**Listing:**

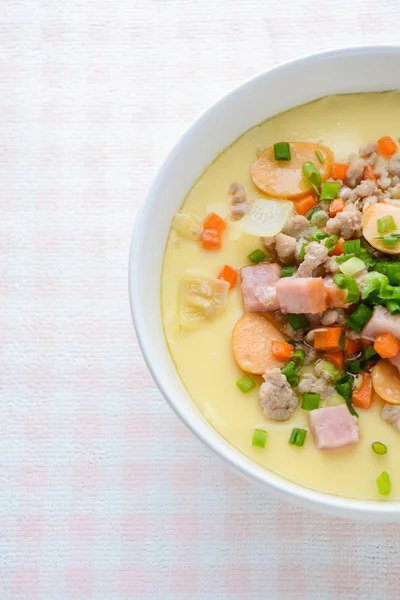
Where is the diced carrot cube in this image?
[218,265,238,290]
[203,213,226,233]
[201,229,222,250]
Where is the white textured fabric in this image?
[0,0,400,600]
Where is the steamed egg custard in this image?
[161,91,400,500]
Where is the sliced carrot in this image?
[251,142,333,200]
[364,163,378,183]
[293,194,318,215]
[374,333,400,358]
[351,373,372,408]
[232,313,285,375]
[314,327,344,350]
[218,265,238,290]
[329,238,344,256]
[271,340,293,360]
[332,163,349,181]
[378,135,397,156]
[329,198,344,217]
[201,229,222,250]
[203,213,226,233]
[344,336,363,354]
[322,350,344,370]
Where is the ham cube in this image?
[308,404,359,450]
[240,263,281,312]
[324,276,348,308]
[276,277,326,315]
[361,306,400,340]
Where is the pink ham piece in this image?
[361,306,400,340]
[308,404,360,450]
[324,276,348,308]
[240,263,281,312]
[276,277,326,315]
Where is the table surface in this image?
[0,0,400,600]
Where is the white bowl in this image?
[129,46,400,521]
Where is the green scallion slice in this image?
[286,315,310,329]
[302,161,322,194]
[274,142,291,160]
[325,234,339,252]
[247,248,267,263]
[301,392,321,410]
[376,471,392,496]
[251,429,268,448]
[377,215,397,233]
[319,181,341,201]
[236,375,256,394]
[371,442,387,455]
[281,266,296,277]
[343,240,361,254]
[289,427,307,446]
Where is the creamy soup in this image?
[161,92,400,500]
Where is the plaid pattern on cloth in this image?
[0,0,400,600]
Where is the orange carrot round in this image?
[232,313,285,375]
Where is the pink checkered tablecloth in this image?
[0,0,400,600]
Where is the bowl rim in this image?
[129,44,400,521]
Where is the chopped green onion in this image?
[301,392,321,410]
[333,273,360,304]
[339,256,365,276]
[320,181,341,200]
[336,253,354,264]
[286,315,310,329]
[281,266,295,277]
[345,358,365,373]
[371,442,387,455]
[302,161,322,193]
[343,240,361,254]
[308,229,328,242]
[364,344,377,360]
[247,248,267,263]
[305,206,321,221]
[292,348,306,367]
[281,359,297,379]
[274,142,291,160]
[325,234,339,252]
[377,215,397,233]
[251,429,268,448]
[318,360,342,379]
[289,427,307,446]
[376,471,392,496]
[236,375,256,394]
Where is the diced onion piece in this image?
[238,198,293,237]
[172,212,203,241]
[178,274,229,329]
[339,256,366,277]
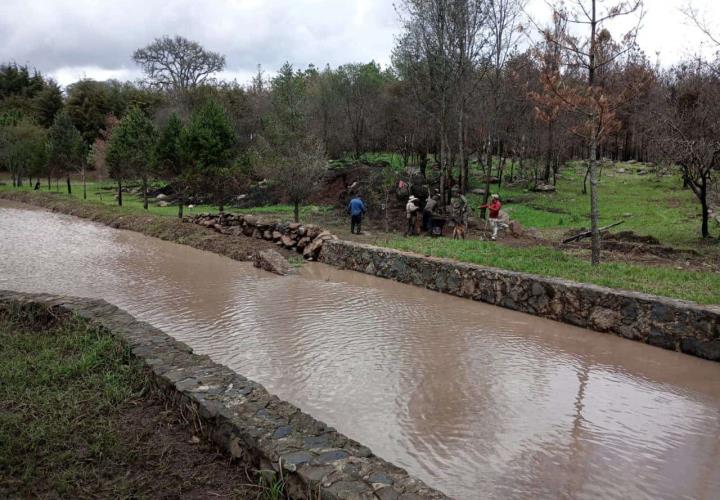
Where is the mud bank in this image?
[320,241,720,361]
[0,290,446,499]
[0,191,284,261]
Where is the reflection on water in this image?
[0,202,720,499]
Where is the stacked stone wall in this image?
[183,213,337,260]
[320,240,720,361]
[0,290,447,500]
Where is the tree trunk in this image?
[142,177,147,210]
[543,122,554,182]
[590,129,600,266]
[588,0,600,266]
[480,138,493,219]
[458,105,468,194]
[700,176,710,238]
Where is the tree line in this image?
[0,0,720,256]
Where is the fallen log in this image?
[562,220,625,245]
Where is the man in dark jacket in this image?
[347,196,366,234]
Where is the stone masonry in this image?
[320,240,720,361]
[188,213,337,260]
[0,290,447,500]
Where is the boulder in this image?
[305,224,320,240]
[298,236,311,250]
[303,237,325,260]
[243,215,257,227]
[253,250,293,276]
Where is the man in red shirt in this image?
[480,194,504,241]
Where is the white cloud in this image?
[0,0,720,88]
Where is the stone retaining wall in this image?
[320,241,720,361]
[0,290,446,500]
[188,213,337,260]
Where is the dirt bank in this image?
[0,191,289,260]
[0,298,264,499]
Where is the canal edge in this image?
[0,290,448,500]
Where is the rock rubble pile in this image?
[183,213,337,260]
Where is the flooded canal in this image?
[0,201,720,499]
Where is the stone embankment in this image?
[320,241,720,361]
[0,290,446,500]
[188,213,337,260]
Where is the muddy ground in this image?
[0,191,289,261]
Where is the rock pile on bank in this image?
[188,213,337,260]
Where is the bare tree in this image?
[393,0,488,203]
[543,0,643,265]
[654,61,720,238]
[480,0,527,218]
[255,137,327,222]
[132,35,225,91]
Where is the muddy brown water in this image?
[0,201,720,499]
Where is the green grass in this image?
[385,238,720,304]
[0,182,332,220]
[470,164,718,247]
[0,307,146,497]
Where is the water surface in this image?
[0,201,720,499]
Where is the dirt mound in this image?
[603,231,660,245]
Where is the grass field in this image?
[0,306,272,499]
[0,182,331,219]
[0,160,720,304]
[384,238,720,304]
[470,164,719,247]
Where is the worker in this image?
[405,195,420,236]
[422,194,439,232]
[450,189,470,240]
[347,196,367,234]
[480,194,506,241]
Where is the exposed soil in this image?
[0,306,266,499]
[0,191,289,261]
[108,394,261,499]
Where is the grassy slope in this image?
[0,165,720,304]
[385,238,720,304]
[0,182,329,219]
[0,304,146,495]
[0,306,272,500]
[471,164,701,247]
[384,165,720,304]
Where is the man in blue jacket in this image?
[347,196,365,234]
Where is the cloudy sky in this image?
[0,0,720,85]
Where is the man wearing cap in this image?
[480,194,503,241]
[405,195,420,236]
[347,196,366,234]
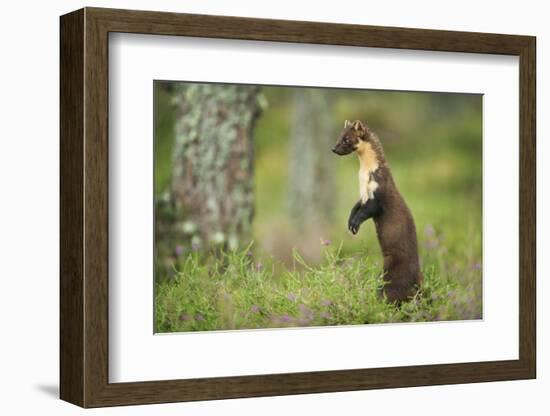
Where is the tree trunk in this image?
[171,84,260,249]
[289,88,335,230]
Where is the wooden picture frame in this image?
[60,8,536,407]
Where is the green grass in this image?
[155,84,482,332]
[155,237,481,332]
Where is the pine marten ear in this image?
[353,120,366,133]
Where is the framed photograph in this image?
[60,8,536,407]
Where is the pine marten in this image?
[332,120,422,302]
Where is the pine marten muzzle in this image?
[332,120,422,302]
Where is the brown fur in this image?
[333,121,423,302]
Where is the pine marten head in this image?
[332,120,371,156]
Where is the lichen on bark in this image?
[171,84,260,248]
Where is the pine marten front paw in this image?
[348,218,361,235]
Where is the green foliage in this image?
[155,239,480,332]
[155,83,482,332]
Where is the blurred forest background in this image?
[155,81,482,332]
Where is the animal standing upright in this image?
[332,120,422,302]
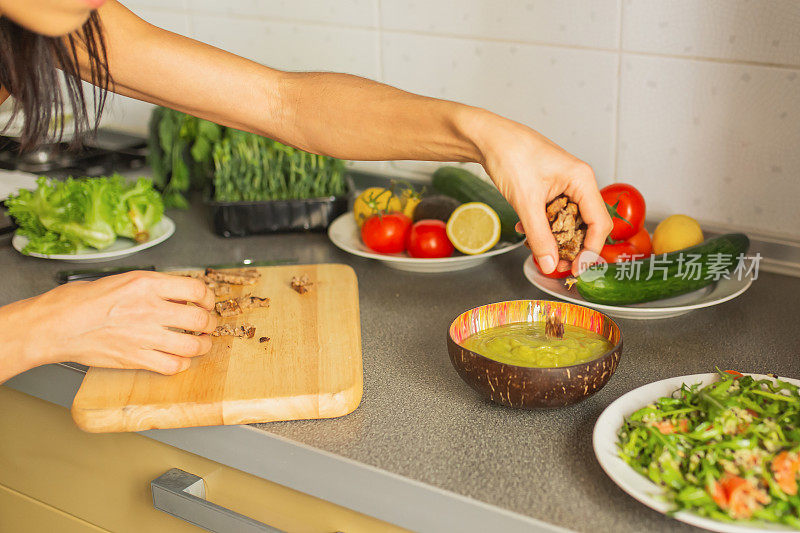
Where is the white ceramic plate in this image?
[11,213,175,263]
[592,374,800,533]
[328,212,525,272]
[523,257,753,320]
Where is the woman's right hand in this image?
[0,271,217,382]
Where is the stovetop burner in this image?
[0,128,147,178]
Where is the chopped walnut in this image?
[544,313,564,339]
[547,194,586,261]
[214,296,269,317]
[211,324,256,339]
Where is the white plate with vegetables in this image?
[523,233,758,319]
[523,257,753,320]
[328,212,524,273]
[328,166,524,272]
[5,174,175,263]
[593,373,800,533]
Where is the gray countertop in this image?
[0,197,800,532]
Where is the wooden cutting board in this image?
[72,264,363,432]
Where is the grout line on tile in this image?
[375,0,386,83]
[133,7,800,70]
[383,28,800,70]
[179,9,376,30]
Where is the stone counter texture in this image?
[0,201,800,533]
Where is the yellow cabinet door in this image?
[0,485,107,533]
[0,386,403,533]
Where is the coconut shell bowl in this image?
[447,300,622,409]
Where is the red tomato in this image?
[628,228,653,256]
[361,213,411,254]
[408,219,453,259]
[533,257,572,279]
[600,183,645,241]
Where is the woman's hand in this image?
[471,112,612,275]
[0,271,217,383]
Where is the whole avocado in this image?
[413,194,461,222]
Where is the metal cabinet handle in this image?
[150,468,283,533]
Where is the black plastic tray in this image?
[205,196,348,237]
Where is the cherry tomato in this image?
[600,183,645,241]
[628,228,653,256]
[533,257,572,279]
[408,219,453,258]
[361,213,411,254]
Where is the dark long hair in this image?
[0,11,111,150]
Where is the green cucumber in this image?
[575,233,750,305]
[433,167,522,242]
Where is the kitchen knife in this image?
[56,259,297,283]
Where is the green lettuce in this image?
[5,174,164,255]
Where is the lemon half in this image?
[447,202,500,255]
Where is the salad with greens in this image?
[618,371,800,528]
[5,174,164,255]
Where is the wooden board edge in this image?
[70,403,221,433]
[223,382,364,425]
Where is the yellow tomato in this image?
[353,187,403,227]
[653,215,703,254]
[400,189,422,218]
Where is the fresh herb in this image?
[5,174,164,254]
[214,129,345,202]
[147,107,225,209]
[618,372,800,528]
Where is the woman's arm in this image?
[81,1,611,272]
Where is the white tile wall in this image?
[107,0,800,238]
[618,55,800,235]
[381,0,619,49]
[622,0,800,65]
[381,32,617,183]
[191,14,379,79]
[187,0,378,28]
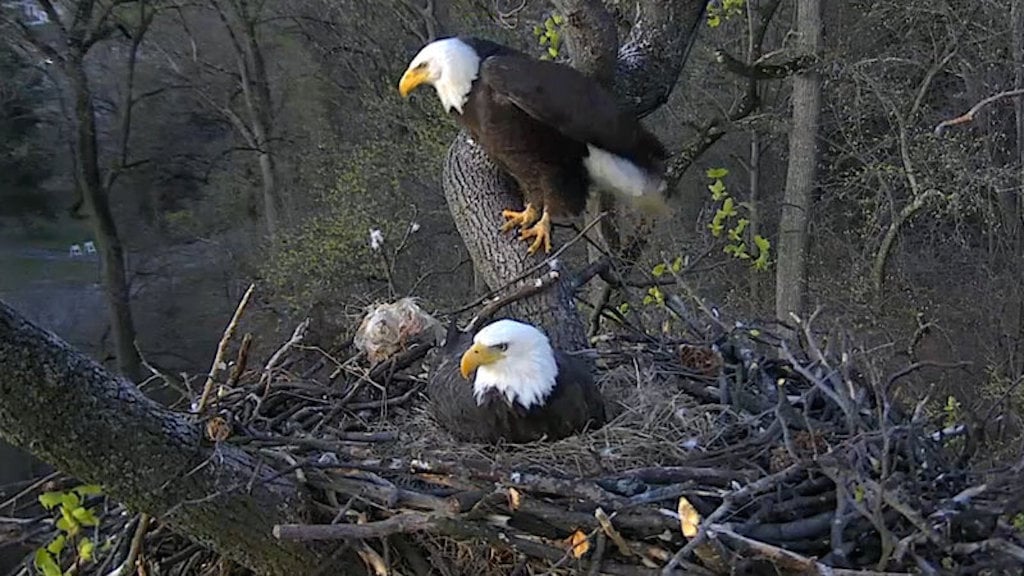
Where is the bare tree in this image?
[0,301,352,574]
[443,0,706,349]
[775,0,822,321]
[164,0,284,240]
[0,0,157,379]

**To do:** Write out every line from the one containing "Where is the brown fur in this image?" through the one containing "[155,83,482,332]", including both, with no changes.

**Exercise answer:**
Where is the brown fur in this image?
[333,121,423,302]
Where is the pine marten head in this image?
[332,120,371,156]
Where is the lichen on bark in this image?
[171,84,260,248]
Where is the pine marten front paw in this image?
[348,218,361,235]
Where is the green foliage in this image?
[155,239,480,332]
[155,83,482,332]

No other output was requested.